Recorded information >>
*** Block opens ***
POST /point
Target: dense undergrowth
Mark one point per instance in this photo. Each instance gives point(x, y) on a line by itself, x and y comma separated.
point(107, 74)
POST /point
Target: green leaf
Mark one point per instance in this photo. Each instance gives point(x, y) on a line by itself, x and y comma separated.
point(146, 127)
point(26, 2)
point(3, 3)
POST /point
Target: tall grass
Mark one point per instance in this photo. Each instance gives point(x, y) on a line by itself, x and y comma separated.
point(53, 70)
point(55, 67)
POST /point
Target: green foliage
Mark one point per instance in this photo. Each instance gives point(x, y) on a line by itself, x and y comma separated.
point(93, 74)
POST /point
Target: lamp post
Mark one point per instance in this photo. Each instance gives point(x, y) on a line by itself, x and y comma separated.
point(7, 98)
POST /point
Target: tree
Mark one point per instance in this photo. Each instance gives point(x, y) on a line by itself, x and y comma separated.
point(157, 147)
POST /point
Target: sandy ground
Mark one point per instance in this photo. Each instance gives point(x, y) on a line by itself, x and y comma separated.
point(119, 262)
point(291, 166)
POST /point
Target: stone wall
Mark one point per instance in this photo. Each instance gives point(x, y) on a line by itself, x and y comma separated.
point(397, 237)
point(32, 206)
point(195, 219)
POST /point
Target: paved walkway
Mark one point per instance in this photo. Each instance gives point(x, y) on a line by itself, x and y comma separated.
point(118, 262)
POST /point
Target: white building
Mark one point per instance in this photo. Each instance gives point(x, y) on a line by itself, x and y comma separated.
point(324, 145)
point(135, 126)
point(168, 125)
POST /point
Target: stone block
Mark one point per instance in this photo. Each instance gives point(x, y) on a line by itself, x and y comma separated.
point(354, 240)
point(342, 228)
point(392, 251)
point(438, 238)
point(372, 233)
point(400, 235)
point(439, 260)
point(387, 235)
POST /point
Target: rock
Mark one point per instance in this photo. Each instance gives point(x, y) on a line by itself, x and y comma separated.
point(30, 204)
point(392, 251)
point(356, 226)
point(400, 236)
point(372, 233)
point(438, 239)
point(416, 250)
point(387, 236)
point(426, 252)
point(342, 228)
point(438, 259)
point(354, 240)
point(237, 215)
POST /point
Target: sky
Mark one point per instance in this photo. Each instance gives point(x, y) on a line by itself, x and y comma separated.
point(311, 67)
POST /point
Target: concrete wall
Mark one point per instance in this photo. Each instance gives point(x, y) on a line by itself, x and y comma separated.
*** Block closes ***
The problem >> Reproduce each record above exactly, keeping every word as it stands.

Exercise output >>
POST /point
Target: dense undergrowth
Mark one point per instance in this photo. Each instance gives point(x, y) on a line by itself, x and y comma separated.
point(107, 74)
POST /point
Target: green leaf
Mark one point per instance in this photo. Each instance gives point(x, y) on a line by itself, x and y comma separated.
point(146, 127)
point(26, 2)
point(3, 3)
POST /point
Target: tall grass
Mark one point per instance in this photo. Each instance gives point(x, y) on a line by itself, x and y comma separated.
point(53, 70)
point(55, 67)
POST /point
Target: green foliage
Mark one point per instance in this photo. Each instance gives point(x, y) on a line by itself, x and y comma separated.
point(93, 74)
POST /point
Target: lamp post
Mark one point per instance in this photo. Each instance gives point(x, y) on a line by itself, x and y comma separated.
point(7, 98)
POST /point
Target: tree
Mark one point per instance in this photo. Each instance gives point(x, y) on a line by itself, x and y comma separated.
point(157, 147)
POST /point
Target: sandy ground
Mark one point per instance in this photo. Each instance gives point(x, y) on a line by itself, x and y comma separated.
point(119, 262)
point(291, 166)
POST /point
Target: stone wall
Mark one point per instance in this photo. Each instance gives point(x, y) on a line by itself, x and y comma separated.
point(397, 237)
point(32, 206)
point(195, 219)
POST /point
Target: paved walkway
Mark one point per instance in this photo. Each instance gives point(x, y) on a line by itself, x and y comma separated.
point(118, 262)
POST /point
Target: white building
Mark one point per instance in this photo. Each instance gives point(x, y) on a line by itself, x and y comma separated.
point(324, 145)
point(135, 126)
point(168, 125)
POST /point
Target: stone block
Mark one point per instance in this photo. Each instance gives point(x, y) on a line by itself, x and y comma separated.
point(354, 240)
point(342, 228)
point(392, 251)
point(438, 238)
point(372, 233)
point(400, 235)
point(439, 260)
point(387, 235)
POST /point
Target: rock
Mark one point per instance in this photo. Each instance gives point(x, y) on a line by itself, x and y comma separated.
point(30, 204)
point(392, 251)
point(356, 226)
point(400, 236)
point(372, 233)
point(438, 239)
point(416, 250)
point(387, 236)
point(426, 252)
point(342, 228)
point(438, 259)
point(354, 240)
point(237, 215)
POST /point
Target: sky
Mark one point per instance in this photo. Each instance gives point(x, y) on a line by itself, x and y comma separated.
point(311, 67)
POST /point
Target: concrete wall
Mark one point per instance in this photo. Each instance gives point(x, y) on a line by itself, x and y comma separated.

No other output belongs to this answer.